[START]

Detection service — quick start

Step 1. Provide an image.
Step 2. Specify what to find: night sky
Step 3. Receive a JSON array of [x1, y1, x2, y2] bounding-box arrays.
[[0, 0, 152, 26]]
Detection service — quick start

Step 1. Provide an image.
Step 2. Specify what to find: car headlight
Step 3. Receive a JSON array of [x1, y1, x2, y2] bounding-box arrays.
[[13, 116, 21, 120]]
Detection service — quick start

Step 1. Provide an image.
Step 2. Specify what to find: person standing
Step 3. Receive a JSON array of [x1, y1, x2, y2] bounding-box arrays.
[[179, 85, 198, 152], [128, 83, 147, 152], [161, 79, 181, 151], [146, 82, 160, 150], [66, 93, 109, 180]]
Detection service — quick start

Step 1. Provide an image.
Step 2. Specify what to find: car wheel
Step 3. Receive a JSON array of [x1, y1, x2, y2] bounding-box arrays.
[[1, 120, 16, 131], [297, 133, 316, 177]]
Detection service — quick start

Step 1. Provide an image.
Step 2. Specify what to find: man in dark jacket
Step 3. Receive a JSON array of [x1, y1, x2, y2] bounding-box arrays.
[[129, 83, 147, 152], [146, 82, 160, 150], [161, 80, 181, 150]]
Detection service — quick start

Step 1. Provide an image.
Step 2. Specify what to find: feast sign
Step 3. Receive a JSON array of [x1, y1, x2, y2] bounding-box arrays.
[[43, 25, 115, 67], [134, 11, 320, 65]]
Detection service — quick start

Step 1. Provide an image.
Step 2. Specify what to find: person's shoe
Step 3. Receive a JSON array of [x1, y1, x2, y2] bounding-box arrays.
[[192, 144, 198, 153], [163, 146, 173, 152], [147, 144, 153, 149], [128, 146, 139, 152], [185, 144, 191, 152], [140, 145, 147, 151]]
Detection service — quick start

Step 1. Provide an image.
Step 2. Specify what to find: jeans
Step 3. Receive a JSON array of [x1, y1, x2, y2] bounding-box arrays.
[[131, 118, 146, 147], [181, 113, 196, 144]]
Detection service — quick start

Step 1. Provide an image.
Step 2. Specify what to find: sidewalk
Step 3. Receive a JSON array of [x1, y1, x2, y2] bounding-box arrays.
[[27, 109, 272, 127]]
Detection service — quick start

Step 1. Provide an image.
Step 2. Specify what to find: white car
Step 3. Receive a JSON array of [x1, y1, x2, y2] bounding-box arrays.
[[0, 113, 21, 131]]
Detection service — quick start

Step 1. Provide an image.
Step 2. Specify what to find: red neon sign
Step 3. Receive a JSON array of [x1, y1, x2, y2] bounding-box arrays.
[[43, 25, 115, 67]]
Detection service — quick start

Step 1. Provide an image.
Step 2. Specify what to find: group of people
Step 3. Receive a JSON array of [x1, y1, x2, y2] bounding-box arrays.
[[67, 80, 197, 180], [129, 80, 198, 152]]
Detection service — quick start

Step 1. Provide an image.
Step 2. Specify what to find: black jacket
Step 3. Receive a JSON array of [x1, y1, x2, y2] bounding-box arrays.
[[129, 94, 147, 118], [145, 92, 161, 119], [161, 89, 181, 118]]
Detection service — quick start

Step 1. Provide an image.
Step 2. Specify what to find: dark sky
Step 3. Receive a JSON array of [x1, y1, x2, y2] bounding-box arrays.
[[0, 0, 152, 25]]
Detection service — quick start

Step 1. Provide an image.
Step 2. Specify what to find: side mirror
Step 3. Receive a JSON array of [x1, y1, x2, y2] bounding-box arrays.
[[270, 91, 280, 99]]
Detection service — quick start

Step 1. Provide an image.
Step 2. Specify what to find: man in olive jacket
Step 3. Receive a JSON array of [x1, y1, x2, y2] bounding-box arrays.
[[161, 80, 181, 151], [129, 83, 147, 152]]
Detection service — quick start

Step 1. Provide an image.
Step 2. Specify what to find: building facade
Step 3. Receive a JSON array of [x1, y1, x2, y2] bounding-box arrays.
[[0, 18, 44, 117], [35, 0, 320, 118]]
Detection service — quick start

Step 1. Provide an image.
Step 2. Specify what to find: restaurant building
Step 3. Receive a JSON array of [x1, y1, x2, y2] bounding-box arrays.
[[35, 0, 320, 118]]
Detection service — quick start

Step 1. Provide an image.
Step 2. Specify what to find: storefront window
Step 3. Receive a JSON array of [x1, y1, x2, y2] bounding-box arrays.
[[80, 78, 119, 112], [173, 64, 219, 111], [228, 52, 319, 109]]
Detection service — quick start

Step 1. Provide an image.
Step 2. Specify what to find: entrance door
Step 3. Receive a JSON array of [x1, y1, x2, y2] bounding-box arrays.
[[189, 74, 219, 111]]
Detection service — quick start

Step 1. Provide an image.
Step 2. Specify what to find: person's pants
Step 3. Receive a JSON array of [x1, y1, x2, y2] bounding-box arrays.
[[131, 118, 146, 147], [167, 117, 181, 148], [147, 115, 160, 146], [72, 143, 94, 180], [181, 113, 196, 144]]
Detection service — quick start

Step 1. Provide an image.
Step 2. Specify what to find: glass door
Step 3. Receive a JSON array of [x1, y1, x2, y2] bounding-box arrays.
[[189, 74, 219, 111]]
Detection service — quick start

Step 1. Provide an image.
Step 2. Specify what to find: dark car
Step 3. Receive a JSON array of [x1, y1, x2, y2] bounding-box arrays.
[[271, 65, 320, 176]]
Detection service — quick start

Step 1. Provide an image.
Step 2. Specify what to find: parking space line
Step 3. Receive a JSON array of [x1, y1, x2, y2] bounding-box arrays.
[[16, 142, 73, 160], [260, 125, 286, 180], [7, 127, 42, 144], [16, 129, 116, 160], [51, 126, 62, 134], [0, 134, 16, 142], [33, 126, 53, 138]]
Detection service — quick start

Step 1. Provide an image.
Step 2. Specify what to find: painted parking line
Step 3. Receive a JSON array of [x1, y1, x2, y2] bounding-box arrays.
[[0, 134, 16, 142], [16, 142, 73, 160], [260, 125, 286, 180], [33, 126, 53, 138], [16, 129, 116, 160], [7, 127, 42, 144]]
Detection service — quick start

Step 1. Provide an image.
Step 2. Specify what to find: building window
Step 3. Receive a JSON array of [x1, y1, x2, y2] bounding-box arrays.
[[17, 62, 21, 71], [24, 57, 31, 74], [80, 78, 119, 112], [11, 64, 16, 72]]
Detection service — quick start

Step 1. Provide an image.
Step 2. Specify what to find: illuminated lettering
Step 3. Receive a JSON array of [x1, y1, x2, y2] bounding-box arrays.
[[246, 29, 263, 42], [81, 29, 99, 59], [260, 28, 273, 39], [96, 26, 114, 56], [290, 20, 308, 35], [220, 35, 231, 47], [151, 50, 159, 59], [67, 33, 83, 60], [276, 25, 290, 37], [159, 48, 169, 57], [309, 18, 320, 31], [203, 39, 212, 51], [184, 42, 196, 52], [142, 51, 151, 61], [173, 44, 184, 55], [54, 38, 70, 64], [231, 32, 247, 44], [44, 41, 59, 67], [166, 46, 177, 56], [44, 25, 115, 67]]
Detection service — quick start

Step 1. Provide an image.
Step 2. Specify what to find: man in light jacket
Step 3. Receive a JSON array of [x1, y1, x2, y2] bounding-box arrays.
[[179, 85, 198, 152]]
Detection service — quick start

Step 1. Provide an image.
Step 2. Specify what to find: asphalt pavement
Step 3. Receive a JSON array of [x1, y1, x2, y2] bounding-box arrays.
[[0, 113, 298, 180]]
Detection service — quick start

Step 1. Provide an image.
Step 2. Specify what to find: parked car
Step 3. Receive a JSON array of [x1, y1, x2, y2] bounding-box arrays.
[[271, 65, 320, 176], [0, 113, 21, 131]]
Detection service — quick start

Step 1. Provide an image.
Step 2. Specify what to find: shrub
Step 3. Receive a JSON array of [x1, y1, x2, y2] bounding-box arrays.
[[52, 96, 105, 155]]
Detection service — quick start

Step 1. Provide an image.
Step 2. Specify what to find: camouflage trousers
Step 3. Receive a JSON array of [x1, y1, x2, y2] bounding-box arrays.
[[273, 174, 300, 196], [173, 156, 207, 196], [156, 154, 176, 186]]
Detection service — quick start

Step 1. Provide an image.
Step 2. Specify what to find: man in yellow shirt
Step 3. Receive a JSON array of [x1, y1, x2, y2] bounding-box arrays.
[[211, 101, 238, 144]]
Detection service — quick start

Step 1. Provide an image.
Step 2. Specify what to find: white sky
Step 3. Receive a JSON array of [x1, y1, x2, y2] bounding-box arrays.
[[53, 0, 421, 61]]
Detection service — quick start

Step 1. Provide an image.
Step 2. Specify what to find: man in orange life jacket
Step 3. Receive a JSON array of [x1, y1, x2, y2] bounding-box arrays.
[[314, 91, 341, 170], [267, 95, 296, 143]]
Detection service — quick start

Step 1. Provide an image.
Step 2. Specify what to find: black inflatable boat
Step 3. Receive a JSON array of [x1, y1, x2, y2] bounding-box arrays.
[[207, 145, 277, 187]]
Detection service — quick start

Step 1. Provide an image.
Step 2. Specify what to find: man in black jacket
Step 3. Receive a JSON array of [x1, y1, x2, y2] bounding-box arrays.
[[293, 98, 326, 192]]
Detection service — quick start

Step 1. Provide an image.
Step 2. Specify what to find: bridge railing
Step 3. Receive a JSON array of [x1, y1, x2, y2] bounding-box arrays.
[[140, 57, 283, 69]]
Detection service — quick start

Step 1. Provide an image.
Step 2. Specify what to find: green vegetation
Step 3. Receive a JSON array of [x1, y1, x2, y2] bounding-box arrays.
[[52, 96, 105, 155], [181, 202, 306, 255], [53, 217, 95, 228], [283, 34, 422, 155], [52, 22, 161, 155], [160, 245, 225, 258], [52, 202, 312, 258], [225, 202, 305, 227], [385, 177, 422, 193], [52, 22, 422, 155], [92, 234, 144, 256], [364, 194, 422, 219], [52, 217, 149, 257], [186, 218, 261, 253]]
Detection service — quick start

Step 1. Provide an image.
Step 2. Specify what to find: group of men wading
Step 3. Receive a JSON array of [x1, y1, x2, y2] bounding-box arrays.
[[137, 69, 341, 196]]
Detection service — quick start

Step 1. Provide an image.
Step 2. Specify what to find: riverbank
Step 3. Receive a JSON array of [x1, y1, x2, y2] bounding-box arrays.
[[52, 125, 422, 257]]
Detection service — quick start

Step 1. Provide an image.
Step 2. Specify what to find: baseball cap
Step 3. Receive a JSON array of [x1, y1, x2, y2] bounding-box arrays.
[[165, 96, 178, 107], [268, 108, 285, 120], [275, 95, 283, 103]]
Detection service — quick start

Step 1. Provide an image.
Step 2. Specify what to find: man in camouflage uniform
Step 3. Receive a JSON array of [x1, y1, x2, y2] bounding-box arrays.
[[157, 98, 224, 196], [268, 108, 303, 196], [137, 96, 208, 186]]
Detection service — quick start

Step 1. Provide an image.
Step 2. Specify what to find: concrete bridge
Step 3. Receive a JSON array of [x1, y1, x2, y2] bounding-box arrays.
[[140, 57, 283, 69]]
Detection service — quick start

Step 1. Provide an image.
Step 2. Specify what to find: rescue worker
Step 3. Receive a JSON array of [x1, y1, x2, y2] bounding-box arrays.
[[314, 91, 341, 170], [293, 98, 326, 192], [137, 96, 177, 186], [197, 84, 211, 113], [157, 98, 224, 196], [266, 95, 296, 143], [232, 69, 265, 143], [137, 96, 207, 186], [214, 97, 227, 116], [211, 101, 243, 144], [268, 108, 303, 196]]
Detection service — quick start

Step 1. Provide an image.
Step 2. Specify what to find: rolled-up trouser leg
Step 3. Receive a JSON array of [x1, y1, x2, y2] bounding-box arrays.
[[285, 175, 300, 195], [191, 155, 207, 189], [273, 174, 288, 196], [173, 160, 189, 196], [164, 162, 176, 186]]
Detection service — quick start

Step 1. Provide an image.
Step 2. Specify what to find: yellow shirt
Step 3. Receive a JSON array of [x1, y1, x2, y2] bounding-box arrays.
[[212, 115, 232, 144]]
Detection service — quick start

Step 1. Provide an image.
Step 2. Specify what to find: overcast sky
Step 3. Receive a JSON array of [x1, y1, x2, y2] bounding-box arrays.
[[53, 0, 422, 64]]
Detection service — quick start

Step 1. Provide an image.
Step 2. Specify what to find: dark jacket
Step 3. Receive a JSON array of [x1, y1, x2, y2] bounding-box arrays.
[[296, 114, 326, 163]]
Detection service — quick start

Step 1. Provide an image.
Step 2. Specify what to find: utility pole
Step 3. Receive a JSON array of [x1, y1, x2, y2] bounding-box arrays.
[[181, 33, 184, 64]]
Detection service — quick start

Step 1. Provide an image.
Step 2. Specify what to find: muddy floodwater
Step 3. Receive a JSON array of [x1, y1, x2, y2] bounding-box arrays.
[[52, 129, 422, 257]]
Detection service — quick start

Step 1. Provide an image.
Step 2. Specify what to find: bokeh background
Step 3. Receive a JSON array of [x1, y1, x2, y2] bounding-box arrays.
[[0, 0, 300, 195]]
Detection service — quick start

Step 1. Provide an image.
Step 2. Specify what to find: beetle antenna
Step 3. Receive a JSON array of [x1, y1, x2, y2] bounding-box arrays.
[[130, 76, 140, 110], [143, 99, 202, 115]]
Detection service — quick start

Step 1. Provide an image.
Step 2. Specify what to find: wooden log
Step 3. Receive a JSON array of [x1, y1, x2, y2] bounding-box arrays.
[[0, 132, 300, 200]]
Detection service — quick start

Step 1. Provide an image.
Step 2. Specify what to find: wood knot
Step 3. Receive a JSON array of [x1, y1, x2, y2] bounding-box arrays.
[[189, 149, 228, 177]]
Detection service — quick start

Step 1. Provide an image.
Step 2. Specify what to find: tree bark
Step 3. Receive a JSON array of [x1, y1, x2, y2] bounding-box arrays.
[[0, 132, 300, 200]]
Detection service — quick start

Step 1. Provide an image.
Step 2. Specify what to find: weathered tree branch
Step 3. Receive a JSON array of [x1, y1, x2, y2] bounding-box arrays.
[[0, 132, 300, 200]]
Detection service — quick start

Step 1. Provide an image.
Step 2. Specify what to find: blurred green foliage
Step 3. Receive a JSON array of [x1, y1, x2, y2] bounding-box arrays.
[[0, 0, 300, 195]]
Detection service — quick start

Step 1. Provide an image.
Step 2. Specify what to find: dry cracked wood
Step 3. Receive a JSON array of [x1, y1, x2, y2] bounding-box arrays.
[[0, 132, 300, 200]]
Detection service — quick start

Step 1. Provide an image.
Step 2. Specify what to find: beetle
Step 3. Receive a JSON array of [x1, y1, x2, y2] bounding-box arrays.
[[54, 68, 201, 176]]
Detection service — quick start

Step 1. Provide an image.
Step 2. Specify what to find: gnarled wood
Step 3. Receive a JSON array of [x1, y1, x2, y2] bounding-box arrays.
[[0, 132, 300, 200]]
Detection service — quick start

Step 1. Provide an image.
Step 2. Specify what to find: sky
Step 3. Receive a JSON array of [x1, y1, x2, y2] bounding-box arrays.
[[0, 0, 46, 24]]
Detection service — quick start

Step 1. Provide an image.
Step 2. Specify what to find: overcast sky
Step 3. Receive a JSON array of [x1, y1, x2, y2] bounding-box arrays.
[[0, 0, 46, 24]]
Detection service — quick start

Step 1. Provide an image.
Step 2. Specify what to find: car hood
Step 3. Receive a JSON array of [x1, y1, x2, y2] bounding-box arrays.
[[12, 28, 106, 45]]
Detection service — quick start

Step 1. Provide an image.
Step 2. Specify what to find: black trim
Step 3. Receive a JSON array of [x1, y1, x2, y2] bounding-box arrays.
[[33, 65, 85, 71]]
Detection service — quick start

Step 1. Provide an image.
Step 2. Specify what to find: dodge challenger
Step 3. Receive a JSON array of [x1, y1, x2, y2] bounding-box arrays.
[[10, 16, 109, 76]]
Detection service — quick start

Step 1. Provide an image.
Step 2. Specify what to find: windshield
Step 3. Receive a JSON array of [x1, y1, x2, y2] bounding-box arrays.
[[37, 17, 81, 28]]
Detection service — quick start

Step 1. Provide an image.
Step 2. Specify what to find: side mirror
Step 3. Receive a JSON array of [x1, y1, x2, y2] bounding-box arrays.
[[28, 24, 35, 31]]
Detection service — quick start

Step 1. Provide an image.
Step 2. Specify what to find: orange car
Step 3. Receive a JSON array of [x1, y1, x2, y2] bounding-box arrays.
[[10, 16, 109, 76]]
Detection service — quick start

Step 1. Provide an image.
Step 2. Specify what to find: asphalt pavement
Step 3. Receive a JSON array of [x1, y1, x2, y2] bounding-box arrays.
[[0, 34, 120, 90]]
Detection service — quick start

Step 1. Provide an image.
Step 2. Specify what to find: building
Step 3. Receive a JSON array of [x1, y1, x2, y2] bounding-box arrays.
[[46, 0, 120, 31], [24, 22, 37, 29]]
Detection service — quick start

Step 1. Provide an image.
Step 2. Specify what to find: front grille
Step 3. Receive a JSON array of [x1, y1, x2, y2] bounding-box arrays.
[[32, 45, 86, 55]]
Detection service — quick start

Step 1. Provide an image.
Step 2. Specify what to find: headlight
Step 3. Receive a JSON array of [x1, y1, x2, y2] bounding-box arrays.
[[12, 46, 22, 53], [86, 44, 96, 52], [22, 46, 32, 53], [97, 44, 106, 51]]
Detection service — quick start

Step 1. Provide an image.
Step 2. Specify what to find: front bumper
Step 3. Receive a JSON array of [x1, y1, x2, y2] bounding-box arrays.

[END]

_DESCRIPTION OF THE TASK_
How many lines in the records above contain the string "shirt", matching case exactly? Reply with the number only.

_SOLUTION_
2